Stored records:
====

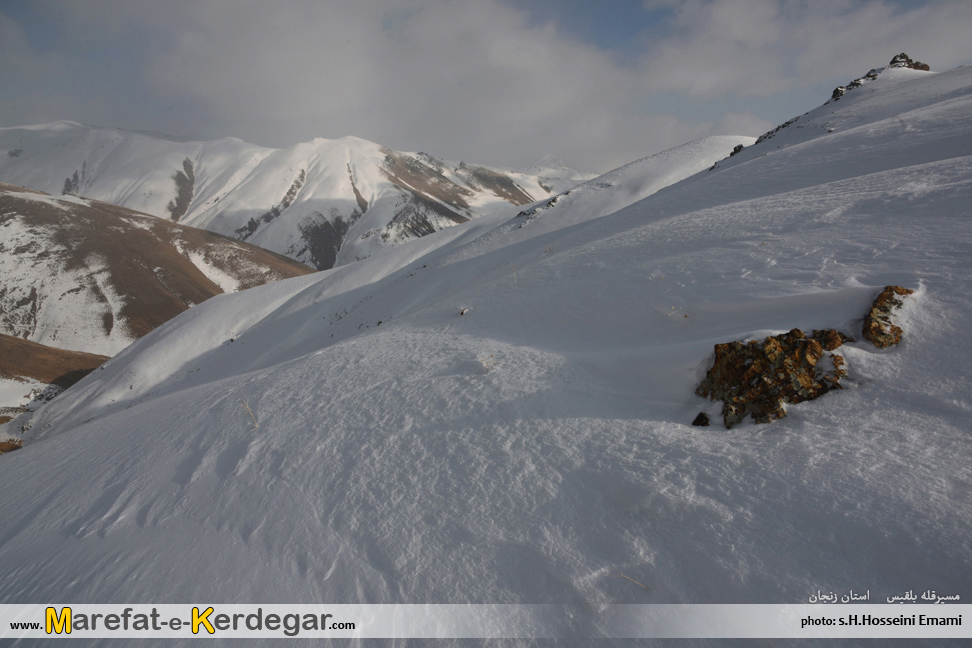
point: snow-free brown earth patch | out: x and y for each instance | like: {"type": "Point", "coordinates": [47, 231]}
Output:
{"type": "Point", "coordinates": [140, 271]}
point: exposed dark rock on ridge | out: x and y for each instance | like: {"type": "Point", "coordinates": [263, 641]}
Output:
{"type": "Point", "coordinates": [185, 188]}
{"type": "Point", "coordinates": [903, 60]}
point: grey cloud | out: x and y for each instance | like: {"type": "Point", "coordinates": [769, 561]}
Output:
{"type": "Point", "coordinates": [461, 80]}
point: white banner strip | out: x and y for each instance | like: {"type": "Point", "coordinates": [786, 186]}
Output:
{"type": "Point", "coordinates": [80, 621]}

====

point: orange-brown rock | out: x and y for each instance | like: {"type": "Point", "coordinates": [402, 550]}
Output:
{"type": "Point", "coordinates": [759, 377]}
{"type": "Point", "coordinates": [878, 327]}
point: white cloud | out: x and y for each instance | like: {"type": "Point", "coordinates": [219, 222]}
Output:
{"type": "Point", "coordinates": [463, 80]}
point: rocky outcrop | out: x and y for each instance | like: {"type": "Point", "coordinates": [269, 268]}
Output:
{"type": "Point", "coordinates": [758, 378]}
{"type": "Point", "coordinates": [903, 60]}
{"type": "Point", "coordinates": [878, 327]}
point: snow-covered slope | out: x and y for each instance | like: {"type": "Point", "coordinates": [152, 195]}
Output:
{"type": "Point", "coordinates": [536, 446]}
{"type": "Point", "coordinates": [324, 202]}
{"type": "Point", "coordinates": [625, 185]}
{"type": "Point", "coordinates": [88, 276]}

====

§ WHAT YOU SHOULD DO
Report all lines of the data above that include the string "white".

§ OUTPUT FOR THIS EXERCISE
point: white banner strip | out: x and y for each instance | like: {"type": "Point", "coordinates": [786, 186]}
point: white cloud | out: x and y for each instance | like: {"type": "Point", "coordinates": [219, 222]}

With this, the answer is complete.